• _Given problem_
Render every line of the records below as a Markdown table with two columns: Row holds a running number, and Line holds the line itself. Omit blank lines.

BEGIN Data listing

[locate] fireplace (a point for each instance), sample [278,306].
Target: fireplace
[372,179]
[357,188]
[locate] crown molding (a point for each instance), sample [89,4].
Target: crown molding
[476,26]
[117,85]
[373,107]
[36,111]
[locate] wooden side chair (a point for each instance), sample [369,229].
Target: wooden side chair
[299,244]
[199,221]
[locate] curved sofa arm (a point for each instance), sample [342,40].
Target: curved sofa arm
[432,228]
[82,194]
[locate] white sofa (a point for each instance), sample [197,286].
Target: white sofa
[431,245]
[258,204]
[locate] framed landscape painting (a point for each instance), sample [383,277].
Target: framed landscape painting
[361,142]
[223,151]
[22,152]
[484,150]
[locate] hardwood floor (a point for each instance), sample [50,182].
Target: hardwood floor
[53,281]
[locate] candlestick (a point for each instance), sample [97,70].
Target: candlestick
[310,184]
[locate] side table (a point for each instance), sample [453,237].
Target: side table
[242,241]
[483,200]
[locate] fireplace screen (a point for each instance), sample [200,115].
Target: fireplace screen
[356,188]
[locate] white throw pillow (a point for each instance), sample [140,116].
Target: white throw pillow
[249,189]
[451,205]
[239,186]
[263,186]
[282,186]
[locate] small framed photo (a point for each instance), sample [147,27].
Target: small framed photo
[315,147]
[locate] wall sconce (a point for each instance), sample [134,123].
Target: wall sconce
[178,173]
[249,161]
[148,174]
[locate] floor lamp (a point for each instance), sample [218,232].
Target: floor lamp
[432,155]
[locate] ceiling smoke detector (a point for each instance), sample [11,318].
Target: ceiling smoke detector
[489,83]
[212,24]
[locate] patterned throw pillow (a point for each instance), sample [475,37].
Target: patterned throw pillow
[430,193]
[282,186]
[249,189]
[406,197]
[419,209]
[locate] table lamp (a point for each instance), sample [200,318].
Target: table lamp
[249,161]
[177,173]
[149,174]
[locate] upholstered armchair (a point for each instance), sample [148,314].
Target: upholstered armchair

END Data listing

• _Answer to this task_
| Row | Line |
|---|---|
| 1 | [locate] fireplace (a point for each instance), sample [278,306]. |
| 2 | Target: fireplace |
| 3 | [372,179] |
| 4 | [357,188] |
| 5 | [locate] crown molding (a point for each instance), sample [89,4]. |
| 6 | Target: crown molding |
| 7 | [476,26] |
| 8 | [117,85] |
| 9 | [373,107] |
| 10 | [36,111] |
| 11 | [locate] wooden side chair (a point for each instance), sample [369,229]. |
| 12 | Target: wooden side chair |
| 13 | [299,244] |
| 14 | [199,221] |
| 15 | [locate] curved sofa arm (a point for each instance), sample [342,40]. |
| 16 | Target: curved sofa arm |
| 17 | [432,228] |
| 18 | [82,194] |
| 19 | [locate] white sofa (a point for each instance), sample [197,286]. |
| 20 | Target: white sofa |
| 21 | [431,245] |
| 22 | [258,204] |
| 23 | [locate] framed landscape painting (a point for each instance), sample [383,277]. |
| 24 | Target: framed landscape painting |
| 25 | [361,142] |
| 26 | [223,151] |
| 27 | [22,152] |
| 28 | [484,150] |
| 29 | [locate] hardwood floor (a point for each instance), sample [50,182]. |
| 30 | Target: hardwood floor |
| 31 | [53,281] |
| 32 | [locate] candlestick (a point for each instance), sample [97,70]. |
| 33 | Target: candlestick |
| 34 | [310,184] |
| 35 | [locate] side table (a point for each instance), sample [453,237]. |
| 36 | Target: side table |
| 37 | [242,241] |
| 38 | [483,200] |
| 39 | [locate] fireplace screen (a point for each instance), sample [200,115]. |
| 40 | Target: fireplace screen |
| 41 | [356,188] |
| 42 | [locate] white throw pillow (a point for each instance), sample [140,116]. |
| 43 | Target: white throw pillow |
| 44 | [249,189] |
| 45 | [451,205] |
| 46 | [239,186] |
| 47 | [263,186] |
| 48 | [282,186] |
| 49 | [locate] small framed photo (a point for each instance), sample [147,27]. |
| 50 | Target: small framed photo |
| 51 | [315,147] |
| 52 | [locate] wall sconce (a point for each instance), sample [134,123]. |
| 53 | Target: wall sconce |
| 54 | [178,173] |
| 55 | [249,161] |
| 56 | [148,174] |
| 57 | [locate] floor lamp (a point for each instance), sample [218,232]. |
| 58 | Target: floor lamp |
| 59 | [432,155] |
| 60 | [locate] ceiling smoke detector (a point for each instance), sample [11,318]. |
| 61 | Target: ceiling smoke detector |
| 62 | [489,83] |
| 63 | [212,24] |
| 64 | [locate] patterned throw pillow (a point for each instance), sample [475,37]. |
| 65 | Target: patterned throw pillow |
| 66 | [430,193] |
| 67 | [282,186] |
| 68 | [249,189] |
| 69 | [406,197] |
| 70 | [419,209] |
| 71 | [locate] table lamp (a point for each instance), sample [200,318]. |
| 72 | Target: table lamp |
| 73 | [249,161] |
| 74 | [177,173] |
| 75 | [149,174] |
| 76 | [locate] upholstered armchair (a point for each instance), sample [148,314]. |
| 77 | Target: upholstered armchair |